Prompt:
How many lines in the data below contain the string "cobblestone"? Case counts. Reply with the number only.

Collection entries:
====
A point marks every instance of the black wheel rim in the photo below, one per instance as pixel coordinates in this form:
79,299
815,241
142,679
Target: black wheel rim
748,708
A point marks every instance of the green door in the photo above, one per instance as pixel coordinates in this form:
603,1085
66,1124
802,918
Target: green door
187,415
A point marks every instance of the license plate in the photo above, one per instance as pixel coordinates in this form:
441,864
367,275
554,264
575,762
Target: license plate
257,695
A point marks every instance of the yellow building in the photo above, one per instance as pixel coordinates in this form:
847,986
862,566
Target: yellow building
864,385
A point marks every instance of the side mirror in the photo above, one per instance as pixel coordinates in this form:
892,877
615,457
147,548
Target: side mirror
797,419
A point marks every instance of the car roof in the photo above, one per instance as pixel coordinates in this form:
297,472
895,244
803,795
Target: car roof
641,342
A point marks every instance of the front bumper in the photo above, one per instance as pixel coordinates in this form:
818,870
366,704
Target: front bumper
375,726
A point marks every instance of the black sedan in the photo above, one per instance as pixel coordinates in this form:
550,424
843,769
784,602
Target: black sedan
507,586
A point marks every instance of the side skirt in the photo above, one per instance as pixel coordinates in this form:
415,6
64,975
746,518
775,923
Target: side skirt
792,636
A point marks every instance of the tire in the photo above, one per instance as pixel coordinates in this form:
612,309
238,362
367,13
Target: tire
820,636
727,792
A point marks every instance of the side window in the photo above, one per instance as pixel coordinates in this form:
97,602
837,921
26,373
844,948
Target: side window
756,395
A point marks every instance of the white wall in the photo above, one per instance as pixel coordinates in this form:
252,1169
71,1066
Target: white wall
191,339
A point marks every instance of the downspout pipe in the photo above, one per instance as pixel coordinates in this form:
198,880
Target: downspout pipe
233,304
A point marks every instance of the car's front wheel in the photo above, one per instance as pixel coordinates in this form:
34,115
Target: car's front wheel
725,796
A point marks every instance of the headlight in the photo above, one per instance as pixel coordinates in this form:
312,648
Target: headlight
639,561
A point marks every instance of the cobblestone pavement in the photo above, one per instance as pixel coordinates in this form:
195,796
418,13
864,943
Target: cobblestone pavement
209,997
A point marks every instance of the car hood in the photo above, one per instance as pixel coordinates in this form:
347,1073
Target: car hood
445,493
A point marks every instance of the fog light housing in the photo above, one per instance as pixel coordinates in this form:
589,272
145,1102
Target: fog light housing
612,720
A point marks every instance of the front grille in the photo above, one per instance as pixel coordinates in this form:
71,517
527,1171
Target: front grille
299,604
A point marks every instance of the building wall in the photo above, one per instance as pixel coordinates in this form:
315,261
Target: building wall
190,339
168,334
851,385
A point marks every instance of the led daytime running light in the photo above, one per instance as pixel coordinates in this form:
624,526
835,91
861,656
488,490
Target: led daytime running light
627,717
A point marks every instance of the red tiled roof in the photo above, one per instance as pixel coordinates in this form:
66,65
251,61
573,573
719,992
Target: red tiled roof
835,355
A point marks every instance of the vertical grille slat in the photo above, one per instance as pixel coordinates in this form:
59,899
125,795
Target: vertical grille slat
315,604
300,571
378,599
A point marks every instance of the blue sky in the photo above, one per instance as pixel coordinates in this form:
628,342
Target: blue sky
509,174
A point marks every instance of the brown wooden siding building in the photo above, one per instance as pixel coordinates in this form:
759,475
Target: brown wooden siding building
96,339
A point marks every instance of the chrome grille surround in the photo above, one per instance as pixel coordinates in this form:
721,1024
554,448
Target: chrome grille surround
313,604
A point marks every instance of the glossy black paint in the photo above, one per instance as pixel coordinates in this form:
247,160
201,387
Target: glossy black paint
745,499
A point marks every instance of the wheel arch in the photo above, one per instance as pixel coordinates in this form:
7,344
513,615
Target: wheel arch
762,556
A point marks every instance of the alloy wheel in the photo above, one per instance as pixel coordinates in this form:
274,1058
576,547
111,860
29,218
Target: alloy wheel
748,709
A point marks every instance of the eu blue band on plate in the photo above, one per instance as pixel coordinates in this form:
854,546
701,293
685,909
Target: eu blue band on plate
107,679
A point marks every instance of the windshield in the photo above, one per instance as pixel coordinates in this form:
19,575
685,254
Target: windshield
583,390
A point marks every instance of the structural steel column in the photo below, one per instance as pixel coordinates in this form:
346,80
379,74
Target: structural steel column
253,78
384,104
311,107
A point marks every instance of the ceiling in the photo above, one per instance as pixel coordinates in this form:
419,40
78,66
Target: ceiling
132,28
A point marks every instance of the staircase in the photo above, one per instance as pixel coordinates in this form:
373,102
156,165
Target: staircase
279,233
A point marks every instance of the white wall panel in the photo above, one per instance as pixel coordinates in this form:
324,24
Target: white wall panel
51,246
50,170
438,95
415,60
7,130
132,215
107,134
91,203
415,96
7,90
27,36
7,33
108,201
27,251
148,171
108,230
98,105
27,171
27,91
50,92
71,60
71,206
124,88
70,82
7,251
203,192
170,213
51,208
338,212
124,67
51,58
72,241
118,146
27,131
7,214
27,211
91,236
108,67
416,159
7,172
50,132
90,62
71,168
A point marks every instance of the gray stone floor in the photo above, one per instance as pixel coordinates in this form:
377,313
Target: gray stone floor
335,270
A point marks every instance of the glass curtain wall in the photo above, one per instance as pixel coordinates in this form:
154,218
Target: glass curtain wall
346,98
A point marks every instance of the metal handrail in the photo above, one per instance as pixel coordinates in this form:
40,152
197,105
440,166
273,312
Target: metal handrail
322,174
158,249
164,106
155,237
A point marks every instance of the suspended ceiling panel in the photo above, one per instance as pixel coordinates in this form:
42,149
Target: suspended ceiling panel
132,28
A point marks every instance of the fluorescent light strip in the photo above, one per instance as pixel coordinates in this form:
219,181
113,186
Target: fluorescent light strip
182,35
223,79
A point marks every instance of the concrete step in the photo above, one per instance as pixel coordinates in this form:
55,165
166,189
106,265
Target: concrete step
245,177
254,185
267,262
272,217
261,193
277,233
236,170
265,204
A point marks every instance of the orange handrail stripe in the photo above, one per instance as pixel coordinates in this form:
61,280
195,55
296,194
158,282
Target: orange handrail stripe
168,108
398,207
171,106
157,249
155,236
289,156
====
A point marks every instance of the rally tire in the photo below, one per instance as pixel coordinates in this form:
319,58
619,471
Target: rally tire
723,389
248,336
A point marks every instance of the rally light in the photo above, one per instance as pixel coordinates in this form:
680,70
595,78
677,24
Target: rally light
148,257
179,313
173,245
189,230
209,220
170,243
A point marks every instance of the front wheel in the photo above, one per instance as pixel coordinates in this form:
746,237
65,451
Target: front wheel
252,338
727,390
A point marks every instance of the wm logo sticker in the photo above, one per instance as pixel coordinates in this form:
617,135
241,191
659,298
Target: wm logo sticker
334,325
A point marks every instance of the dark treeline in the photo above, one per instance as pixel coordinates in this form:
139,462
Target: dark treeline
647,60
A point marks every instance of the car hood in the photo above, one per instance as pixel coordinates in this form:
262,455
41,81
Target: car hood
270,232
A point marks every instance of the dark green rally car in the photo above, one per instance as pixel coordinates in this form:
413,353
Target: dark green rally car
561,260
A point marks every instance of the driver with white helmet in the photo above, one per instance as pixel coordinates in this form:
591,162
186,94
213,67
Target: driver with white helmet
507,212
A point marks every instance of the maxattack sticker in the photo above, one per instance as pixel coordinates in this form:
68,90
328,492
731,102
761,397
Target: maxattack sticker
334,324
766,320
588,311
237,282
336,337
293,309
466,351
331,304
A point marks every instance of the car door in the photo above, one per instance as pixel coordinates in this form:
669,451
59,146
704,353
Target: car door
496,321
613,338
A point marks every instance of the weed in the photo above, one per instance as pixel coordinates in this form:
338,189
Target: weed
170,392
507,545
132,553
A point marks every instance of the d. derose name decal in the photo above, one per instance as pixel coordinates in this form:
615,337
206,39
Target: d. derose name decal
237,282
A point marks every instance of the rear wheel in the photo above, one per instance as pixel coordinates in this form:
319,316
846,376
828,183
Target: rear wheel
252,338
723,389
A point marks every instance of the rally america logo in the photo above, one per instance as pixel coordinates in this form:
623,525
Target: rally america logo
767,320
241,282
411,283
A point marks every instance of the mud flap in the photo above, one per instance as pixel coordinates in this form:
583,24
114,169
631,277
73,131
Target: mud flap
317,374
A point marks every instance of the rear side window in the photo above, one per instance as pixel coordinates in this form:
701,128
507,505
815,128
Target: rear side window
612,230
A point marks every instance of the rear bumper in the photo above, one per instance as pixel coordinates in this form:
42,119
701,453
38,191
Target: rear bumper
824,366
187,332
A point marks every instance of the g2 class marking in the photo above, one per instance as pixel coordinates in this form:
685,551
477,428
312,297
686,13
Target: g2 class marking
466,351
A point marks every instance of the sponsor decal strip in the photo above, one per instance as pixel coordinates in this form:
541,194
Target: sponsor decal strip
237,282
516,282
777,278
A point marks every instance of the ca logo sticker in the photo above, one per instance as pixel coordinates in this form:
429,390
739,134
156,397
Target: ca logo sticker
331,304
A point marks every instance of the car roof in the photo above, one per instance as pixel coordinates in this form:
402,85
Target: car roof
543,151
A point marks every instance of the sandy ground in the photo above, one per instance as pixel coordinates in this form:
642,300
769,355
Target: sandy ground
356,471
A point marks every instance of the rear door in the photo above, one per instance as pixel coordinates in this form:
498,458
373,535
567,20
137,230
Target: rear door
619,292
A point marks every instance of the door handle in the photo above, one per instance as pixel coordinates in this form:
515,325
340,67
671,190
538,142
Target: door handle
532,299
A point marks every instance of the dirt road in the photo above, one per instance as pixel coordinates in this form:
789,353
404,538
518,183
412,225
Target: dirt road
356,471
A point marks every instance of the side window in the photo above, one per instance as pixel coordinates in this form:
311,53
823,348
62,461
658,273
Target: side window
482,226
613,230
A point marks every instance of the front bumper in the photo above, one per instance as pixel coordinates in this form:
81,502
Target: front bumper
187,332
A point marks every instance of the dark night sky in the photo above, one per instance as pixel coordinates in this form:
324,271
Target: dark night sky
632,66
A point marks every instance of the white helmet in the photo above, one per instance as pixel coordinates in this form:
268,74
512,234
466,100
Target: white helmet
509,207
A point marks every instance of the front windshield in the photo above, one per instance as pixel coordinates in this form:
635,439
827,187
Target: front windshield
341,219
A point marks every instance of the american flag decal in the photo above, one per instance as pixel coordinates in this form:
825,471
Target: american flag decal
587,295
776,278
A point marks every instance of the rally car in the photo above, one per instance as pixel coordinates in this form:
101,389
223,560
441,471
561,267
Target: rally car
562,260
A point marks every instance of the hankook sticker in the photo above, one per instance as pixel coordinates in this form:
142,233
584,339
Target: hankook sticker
====
Completed task:
2